# Exercise
Could you turn the lines of the records below into a Markdown table with two columns, Row and Record line? Start at the line that contains "Task: put a point on every instance of the hazy", include everything through the last line of the records, number each row, and skip any blank lines.

# Entries
»»
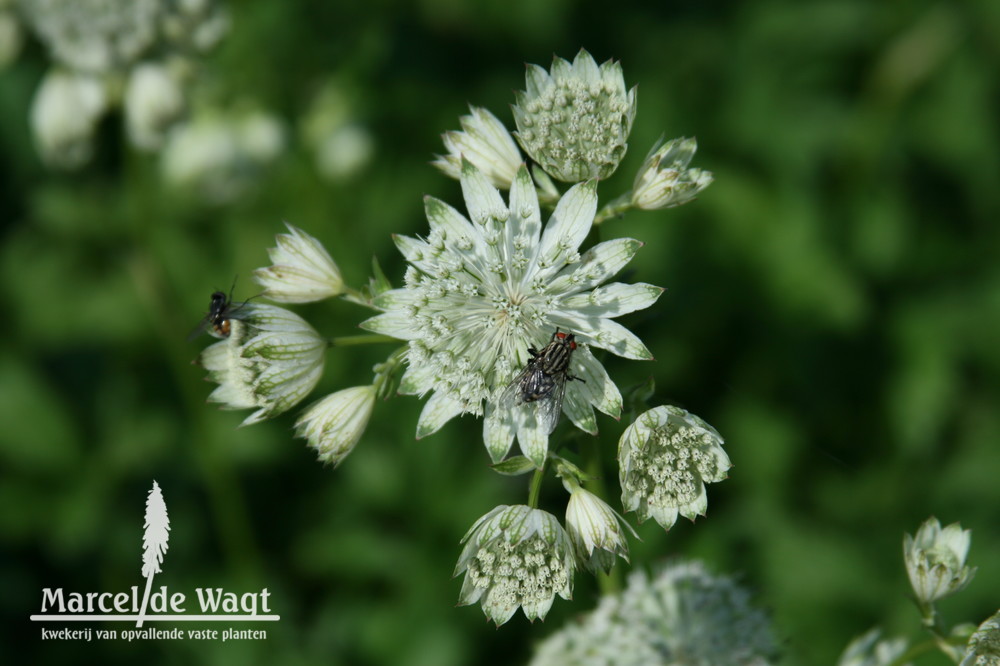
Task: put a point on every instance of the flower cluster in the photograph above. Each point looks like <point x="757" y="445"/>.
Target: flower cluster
<point x="665" y="459"/>
<point x="133" y="53"/>
<point x="682" y="615"/>
<point x="516" y="556"/>
<point x="479" y="293"/>
<point x="503" y="311"/>
<point x="935" y="560"/>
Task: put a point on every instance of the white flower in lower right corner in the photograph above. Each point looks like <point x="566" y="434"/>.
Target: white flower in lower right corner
<point x="334" y="425"/>
<point x="516" y="556"/>
<point x="665" y="459"/>
<point x="595" y="530"/>
<point x="935" y="560"/>
<point x="984" y="645"/>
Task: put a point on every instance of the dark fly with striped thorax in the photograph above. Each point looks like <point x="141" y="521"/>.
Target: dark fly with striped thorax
<point x="221" y="310"/>
<point x="543" y="380"/>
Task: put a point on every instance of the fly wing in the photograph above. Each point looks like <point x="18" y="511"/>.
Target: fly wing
<point x="200" y="328"/>
<point x="549" y="408"/>
<point x="512" y="395"/>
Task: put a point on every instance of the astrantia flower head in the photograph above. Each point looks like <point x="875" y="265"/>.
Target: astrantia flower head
<point x="484" y="142"/>
<point x="868" y="650"/>
<point x="665" y="459"/>
<point x="516" y="556"/>
<point x="984" y="645"/>
<point x="596" y="531"/>
<point x="664" y="181"/>
<point x="478" y="294"/>
<point x="575" y="121"/>
<point x="683" y="615"/>
<point x="301" y="270"/>
<point x="935" y="560"/>
<point x="271" y="360"/>
<point x="64" y="115"/>
<point x="334" y="425"/>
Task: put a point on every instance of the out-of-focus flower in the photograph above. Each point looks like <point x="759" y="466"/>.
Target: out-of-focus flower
<point x="935" y="560"/>
<point x="220" y="155"/>
<point x="301" y="270"/>
<point x="478" y="294"/>
<point x="665" y="459"/>
<point x="486" y="144"/>
<point x="682" y="616"/>
<point x="868" y="650"/>
<point x="595" y="530"/>
<point x="984" y="645"/>
<point x="516" y="556"/>
<point x="343" y="146"/>
<point x="64" y="115"/>
<point x="271" y="360"/>
<point x="153" y="103"/>
<point x="575" y="121"/>
<point x="664" y="181"/>
<point x="334" y="425"/>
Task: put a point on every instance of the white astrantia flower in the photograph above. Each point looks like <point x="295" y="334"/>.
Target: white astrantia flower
<point x="575" y="121"/>
<point x="516" y="556"/>
<point x="95" y="35"/>
<point x="935" y="560"/>
<point x="596" y="531"/>
<point x="153" y="103"/>
<point x="665" y="459"/>
<point x="484" y="142"/>
<point x="64" y="115"/>
<point x="984" y="645"/>
<point x="301" y="270"/>
<point x="271" y="360"/>
<point x="664" y="181"/>
<point x="478" y="294"/>
<point x="868" y="650"/>
<point x="682" y="615"/>
<point x="334" y="425"/>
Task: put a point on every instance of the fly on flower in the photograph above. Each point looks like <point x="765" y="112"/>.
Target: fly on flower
<point x="221" y="310"/>
<point x="543" y="380"/>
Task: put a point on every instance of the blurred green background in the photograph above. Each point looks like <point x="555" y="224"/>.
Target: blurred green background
<point x="833" y="307"/>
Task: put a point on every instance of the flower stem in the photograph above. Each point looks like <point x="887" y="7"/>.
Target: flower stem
<point x="536" y="487"/>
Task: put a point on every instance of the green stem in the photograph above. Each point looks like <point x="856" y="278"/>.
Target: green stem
<point x="614" y="208"/>
<point x="536" y="487"/>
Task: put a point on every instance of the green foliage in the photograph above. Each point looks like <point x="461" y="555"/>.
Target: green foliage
<point x="831" y="308"/>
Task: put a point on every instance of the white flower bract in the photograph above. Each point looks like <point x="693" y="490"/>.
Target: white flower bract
<point x="595" y="530"/>
<point x="484" y="142"/>
<point x="664" y="181"/>
<point x="271" y="360"/>
<point x="575" y="121"/>
<point x="665" y="459"/>
<point x="935" y="560"/>
<point x="334" y="425"/>
<point x="984" y="645"/>
<point x="301" y="270"/>
<point x="868" y="650"/>
<point x="516" y="556"/>
<point x="478" y="294"/>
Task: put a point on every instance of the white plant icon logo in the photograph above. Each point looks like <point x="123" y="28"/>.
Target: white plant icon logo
<point x="154" y="542"/>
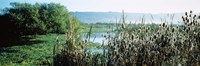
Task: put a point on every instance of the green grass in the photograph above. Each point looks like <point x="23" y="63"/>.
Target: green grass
<point x="33" y="53"/>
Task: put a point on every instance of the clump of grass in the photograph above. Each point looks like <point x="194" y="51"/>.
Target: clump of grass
<point x="165" y="45"/>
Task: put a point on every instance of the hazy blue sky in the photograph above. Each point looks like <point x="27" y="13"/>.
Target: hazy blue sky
<point x="139" y="6"/>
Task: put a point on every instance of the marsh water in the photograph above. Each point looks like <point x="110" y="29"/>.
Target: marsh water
<point x="98" y="38"/>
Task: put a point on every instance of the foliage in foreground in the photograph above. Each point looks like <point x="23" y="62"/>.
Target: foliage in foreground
<point x="34" y="19"/>
<point x="166" y="45"/>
««
# Output of the exercise
| Row | Record line |
|---|---|
| 1 | Task: put a point on every instance of the hazy blue sky in the photograph above. Each point looks like <point x="27" y="13"/>. |
| 2 | Target: hazy blue sky |
| 3 | <point x="139" y="6"/> |
| 4 | Task: put a point on every instance of the marsh water in the photograph above. Each point looks like <point x="110" y="29"/>. |
| 5 | Target: marsh water |
| 6 | <point x="98" y="38"/> |
| 7 | Task: put a point on every instance of the foliage in foreground in the photograph above. Each point looks like <point x="23" y="62"/>. |
| 8 | Target: foliage in foreground |
| 9 | <point x="34" y="19"/> |
| 10 | <point x="166" y="45"/> |